(Tasks for this exercise)
a. In the C&D debris screening text, rewrite the paragraph beginning "Designing an effective mixed C&D debris processing system" as a short bulleted list that keeps its main facts.
b. Answer these questions from the C&D debris screening text, one line each:
(i) What position does Bryan Sinram hold, and at which company?
(ii) What does Sherbrooke design and manufacture?
(iii) According to Sinram, what must the system be able to absorb?
c. Extend the text on C&D debris screening systems with a few more sentences, picking up after its final sentence.

(Text)
^^^^

Designing an effective mixed C&D debris processing system should start with market demand and work backward, determining the number and variety of screens needed to produce the desired product mix. Establishing acceptable cleanliness levels and product sizing requirements are essential in creating a capable and efficient system, those in the screening equipment business concur.

"That's the most important thing," Bryan Sinram, vice president of Sherbrooke OEM, Sherbrooke, Quebec, Canada, says about the role of market conditions in determining screening needs. "You actually build the system backward, meaning you design the system for the products that are marketable in the area.

Sherbrooke designs and manufactures turnkey C&D recycling systems and conveyors for various industrial and environmental applications. Adds Sinram, "Also, the system has to be able to absorb any changes in the product market."

^^^^

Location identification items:
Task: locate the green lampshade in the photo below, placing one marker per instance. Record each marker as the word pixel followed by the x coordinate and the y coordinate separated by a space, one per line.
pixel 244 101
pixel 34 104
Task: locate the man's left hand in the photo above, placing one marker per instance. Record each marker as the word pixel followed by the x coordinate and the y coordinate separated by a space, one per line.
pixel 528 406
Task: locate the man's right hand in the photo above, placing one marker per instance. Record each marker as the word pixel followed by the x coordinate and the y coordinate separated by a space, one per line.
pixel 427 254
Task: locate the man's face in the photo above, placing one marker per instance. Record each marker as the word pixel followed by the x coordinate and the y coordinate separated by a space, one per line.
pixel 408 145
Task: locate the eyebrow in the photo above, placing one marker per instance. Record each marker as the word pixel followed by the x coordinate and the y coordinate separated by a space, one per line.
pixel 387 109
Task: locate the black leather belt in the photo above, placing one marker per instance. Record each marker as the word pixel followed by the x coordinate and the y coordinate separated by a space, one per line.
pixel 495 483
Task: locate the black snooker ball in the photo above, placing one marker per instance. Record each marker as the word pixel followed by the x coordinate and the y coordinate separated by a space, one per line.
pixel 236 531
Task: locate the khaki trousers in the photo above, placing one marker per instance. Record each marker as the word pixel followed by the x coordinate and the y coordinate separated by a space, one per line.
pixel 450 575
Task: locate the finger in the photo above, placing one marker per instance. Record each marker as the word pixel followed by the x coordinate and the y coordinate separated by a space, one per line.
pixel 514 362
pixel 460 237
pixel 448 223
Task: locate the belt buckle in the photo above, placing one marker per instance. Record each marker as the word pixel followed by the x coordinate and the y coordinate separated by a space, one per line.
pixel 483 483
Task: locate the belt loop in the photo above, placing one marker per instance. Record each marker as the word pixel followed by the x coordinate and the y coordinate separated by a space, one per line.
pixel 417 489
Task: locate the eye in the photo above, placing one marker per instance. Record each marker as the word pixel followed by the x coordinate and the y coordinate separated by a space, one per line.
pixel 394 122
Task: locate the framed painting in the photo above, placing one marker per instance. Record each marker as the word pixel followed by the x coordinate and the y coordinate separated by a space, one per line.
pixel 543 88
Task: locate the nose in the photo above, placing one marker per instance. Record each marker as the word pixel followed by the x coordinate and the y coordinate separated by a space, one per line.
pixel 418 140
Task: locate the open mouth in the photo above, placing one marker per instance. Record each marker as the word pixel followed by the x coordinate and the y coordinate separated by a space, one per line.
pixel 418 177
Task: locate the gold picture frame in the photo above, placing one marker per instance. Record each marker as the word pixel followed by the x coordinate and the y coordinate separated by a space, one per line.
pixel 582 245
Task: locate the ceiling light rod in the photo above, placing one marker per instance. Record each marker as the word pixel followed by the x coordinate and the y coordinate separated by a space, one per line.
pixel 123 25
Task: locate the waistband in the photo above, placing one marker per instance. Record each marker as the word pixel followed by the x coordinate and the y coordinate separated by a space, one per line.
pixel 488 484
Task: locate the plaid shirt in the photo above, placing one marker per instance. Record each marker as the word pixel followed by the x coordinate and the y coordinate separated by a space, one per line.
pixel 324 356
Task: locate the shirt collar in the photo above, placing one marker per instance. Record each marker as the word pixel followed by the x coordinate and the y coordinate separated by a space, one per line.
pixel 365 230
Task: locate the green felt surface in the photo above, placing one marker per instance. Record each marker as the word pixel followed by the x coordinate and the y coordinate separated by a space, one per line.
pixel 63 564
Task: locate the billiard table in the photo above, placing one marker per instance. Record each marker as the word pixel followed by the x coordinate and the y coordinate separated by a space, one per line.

^^^^

(Answers to the exercise)
a.
- Design a mixed C&D debris processing system starting from market demand and working backward.
- Use that demand to decide how many screens are needed and of what variety to produce the desired product mix.
- Set acceptable cleanliness levels and product sizing requirements; people in the screening equipment business agree these are essential for a capable, efficient system.

b.
(i) Vice president of Sherbrooke OEM
(ii) Turnkey C&D recycling systems and conveyors for various industrial and environmental applications
(iii) Any changes in the product market

c.
Scott Jable of Lubo USA, which is headquartered in Stamford, Conn., says speed and volume are also important considerations. Lubo USA is the North American and Canadian distributor of Lubo Recycling Equipment, which is based in the Netherlands. Lubo manufactures star screens, mobile screeners and complete systems for C&D recycling.

Bruno Lagace, application engineer manager for Erin Screens, Portland, Maine, stresses that weight removal is a factor. "When you get C&D in, you want to take as much weight out of the product as possible," Lagace says. "It is critical that your screening equipment does a good job for that."

Erin Systems provides mobile and fixed screening systems and complete fixed C&D recycling systems.

In addition to weight removal, primary screening serves to divide the stream into two different sizes, facilitating further processing.

OF PRIMARY IMPORTANCE. "Sometimes you want to have two lines: An overs picking line and a medium picking line," Lagace says." Using a screener, material from 6-inches to 8-inches can be sorted into an overs line, with material measuring from 2-inches to 6-inches comprising the medium line, he says.

Jable says that once material has been screened into streams of two different sizes, one stream may be manually picked while the second may undergo additional automated processing.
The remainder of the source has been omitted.